### Tasks for this exercise
1 - From the court order, echo the passage between "ORDER GRANTING IN" and "spouse Madhavi Vuppalapati.", inclusive.
2 - In the court order, what business are the plaintiffs said to be in?

UNITED STATES DISTRICT COURT WESTERN DISTRICT OF WASHINGTON AT SEATTLE
Jun 4, 2014
CASE NO. C13-1034 MJP (W.D. Wash. Jun. 4, 2014)

Opinion

CASE NO. C13-1034 MJP

06-04-2014

KYKO GLOBAL INC, et al., Plaintiffs, v. PRITHVI INFORMATION SOLUTIONS LTD, et al., Defendants.


ORDER GRANTING IN PART

DEFENDANT ANANDHAN

JAYARAMAN'S MOTION FOR

SUMMARY JUDGMENT

This matter is before the Court on Defendant Anandhan Jayaraman's motion for summary judgment. The Court considered the motion, all responsive pleadings, and all relevant documents. The Court GRANTS summary judgment in favor of Jayaraman in his individual capacity, but DENIES summary judgment as to the marital community composed of Jayaraman and his spouse Madhavi Vuppalapati.

Background

Plaintiffs Kyko Global, Inc. and Kyko Global GMBH (together "Kyko") are in the business of factoring - a type of financial arrangement where Kyko fronts money as advances on customer account receivables. (Dkt. No. 11.) In this fraud case, Kyko alleges Defendants created fictitious entities for the appearance of imitating legitimate business transactions and companies. (Dkt. No. 1.) Plaintiffs allege that using these sham companies as supposed account receivables of five legitimate companies, Defendant Prithvi Information Solutions Ltd ("PISL") and its affiliates, officers, directors and certain individuals acting in concert contracted with Kyko for factoring services. (Dkt. No. 11. at 2.) PISL and several affiliated companies executed guarantees with Kyko, promising to pay any obligation owed under the factoring agreement. Kyko alleges that in early 2013, Defendants stopped paying their invoices, leaving $17,000.00 outstanding. (Dkt. No. 11 at 4.)

### Supplied data
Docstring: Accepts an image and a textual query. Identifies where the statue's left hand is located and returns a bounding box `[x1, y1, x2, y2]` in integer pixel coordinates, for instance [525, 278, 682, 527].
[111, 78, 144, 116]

### Written answers
1 -
ORDER GRANTING IN PART

DEFENDANT ANANDHAN

JAYARAMAN'S MOTION FOR

SUMMARY JUDGMENT

This matter is before the Court on Defendant Anandhan Jayaraman's motion for summary judgment. The Court considered the motion, all responsive pleadings, and all relevant documents. The Court GRANTS summary judgment in favor of Jayaraman in his individual capacity, but DENIES summary judgment as to the marital community composed of Jayaraman and his spouse Madhavi Vuppalapati.

2 - Factoring, a financial arrangement in which Kyko fronts money as advances on customer account receivables.